■ **Task details**
Each line of the records below needs repeating exactly. Skip the pictures.

■ **Provided entries**
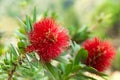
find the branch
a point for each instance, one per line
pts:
(12, 72)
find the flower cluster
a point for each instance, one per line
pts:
(100, 53)
(48, 39)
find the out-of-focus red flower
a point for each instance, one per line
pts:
(48, 39)
(100, 53)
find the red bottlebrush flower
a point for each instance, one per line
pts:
(100, 53)
(48, 39)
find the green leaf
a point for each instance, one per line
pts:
(53, 71)
(28, 24)
(79, 75)
(61, 60)
(68, 69)
(21, 44)
(94, 71)
(13, 50)
(34, 15)
(81, 56)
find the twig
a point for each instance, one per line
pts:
(12, 72)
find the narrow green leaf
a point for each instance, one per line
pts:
(62, 60)
(28, 24)
(53, 71)
(13, 50)
(68, 69)
(81, 56)
(34, 15)
(92, 70)
(85, 76)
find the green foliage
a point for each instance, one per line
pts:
(18, 64)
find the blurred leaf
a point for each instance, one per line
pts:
(81, 56)
(34, 15)
(53, 71)
(94, 71)
(13, 50)
(28, 24)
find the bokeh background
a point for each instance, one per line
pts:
(101, 17)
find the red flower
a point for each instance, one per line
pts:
(100, 53)
(48, 39)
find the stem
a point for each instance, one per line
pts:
(12, 72)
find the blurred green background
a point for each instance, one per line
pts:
(83, 18)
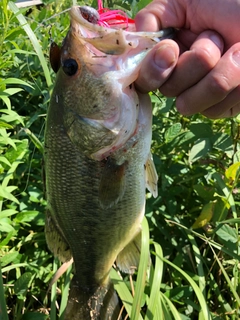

■ **Written answer**
find the branch
a point for each instance, one per line
pts:
(12, 72)
find the flower cluster
a point for each instance, one per line
pts:
(100, 53)
(48, 39)
find the out-of-focus red flower
a point for each instance, one per line
pts:
(48, 39)
(100, 53)
find the red bottlebrush flower
a point for each instance, one per line
pts:
(100, 53)
(48, 39)
find the green leaf
a point for each instance, one per line
pts:
(53, 71)
(28, 24)
(79, 75)
(61, 60)
(68, 69)
(21, 44)
(94, 71)
(13, 50)
(34, 15)
(81, 56)
find the twig
a point for each instance, one per line
pts:
(12, 72)
find the narrow green leaf
a point for each instance, one per line
pts:
(62, 60)
(28, 24)
(53, 71)
(13, 50)
(68, 69)
(81, 56)
(34, 15)
(92, 70)
(85, 76)
find the green foliage
a point for each instance, one per line
pts:
(18, 64)
find the blurred leaf
a point for each instance, one per line
pts:
(81, 56)
(34, 15)
(53, 71)
(94, 71)
(13, 50)
(28, 24)
find the bokeh background
a point for each instance, one per line
pts:
(101, 17)
find the red flower
a point for each instance, one per line
pts:
(100, 53)
(48, 39)
find the stem
a point for each instance, one per line
pts:
(12, 72)
find the blurred green background
a point for each instance, one per line
pts:
(83, 18)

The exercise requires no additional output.